▶ [Given instruction] Give back all the data exactly, line by line.

[START Supplied data]

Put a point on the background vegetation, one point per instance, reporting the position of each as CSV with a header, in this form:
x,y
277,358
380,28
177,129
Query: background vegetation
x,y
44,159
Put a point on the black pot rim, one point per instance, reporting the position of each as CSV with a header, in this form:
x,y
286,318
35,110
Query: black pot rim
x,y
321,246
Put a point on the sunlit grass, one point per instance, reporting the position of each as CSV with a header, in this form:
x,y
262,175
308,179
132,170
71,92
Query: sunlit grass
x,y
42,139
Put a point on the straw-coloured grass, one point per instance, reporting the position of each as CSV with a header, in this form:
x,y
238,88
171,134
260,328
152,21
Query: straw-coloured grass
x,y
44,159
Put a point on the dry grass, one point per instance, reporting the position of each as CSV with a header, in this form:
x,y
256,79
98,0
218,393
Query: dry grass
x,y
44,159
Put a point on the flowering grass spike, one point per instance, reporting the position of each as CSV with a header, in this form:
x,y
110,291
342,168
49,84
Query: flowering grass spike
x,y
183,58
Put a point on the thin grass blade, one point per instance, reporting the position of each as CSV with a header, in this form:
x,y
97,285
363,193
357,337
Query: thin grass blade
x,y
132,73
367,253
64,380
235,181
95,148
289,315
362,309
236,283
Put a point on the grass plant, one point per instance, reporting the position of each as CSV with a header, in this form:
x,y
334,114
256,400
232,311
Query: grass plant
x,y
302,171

[END Supplied data]

▶ [Exercise result]
Put a point on the background vegetation, one point per instance, reporting the position of each as CSV with a header, in this form:
x,y
277,358
380,28
177,129
Query: background vegetation
x,y
44,159
Put a point on the black pot rim, one point per instance, reporting the position of each as CSV with a header, in this form:
x,y
286,318
35,110
Query: black pot rim
x,y
321,246
Put a point on the sunlit grass, one point per instance, reporting the position of each as CSV with a header, in this form:
x,y
262,175
308,179
132,170
71,92
Query: sunlit grass
x,y
42,139
Put a point on the straw-coloured grass, one point per instance, reporting the position of each as CSV with a header, in this form:
x,y
238,88
171,134
260,328
152,21
Query: straw-coloured grass
x,y
44,159
Put a point on the dry grass, one point per instance, reporting the position of each as CSV with a header, in this form:
x,y
256,79
98,0
218,393
Query: dry grass
x,y
44,159
Put a point on the flowering grass spike, one point per instance, reporting the position of each as CSV with a header, in this form:
x,y
110,291
342,168
49,84
Query: flowering grass spike
x,y
183,58
Put a point on the thin grass blade, one point per instance, reporting the position of each as CSV with a header, in this form:
x,y
97,285
363,193
357,337
Query: thin grass blade
x,y
132,73
367,253
64,380
235,181
95,148
289,315
362,309
236,283
Put a point on the grass plant, one point per instance, reporting the position of each as CSV with a header, in this form:
x,y
334,114
256,400
232,311
Query: grass plant
x,y
302,171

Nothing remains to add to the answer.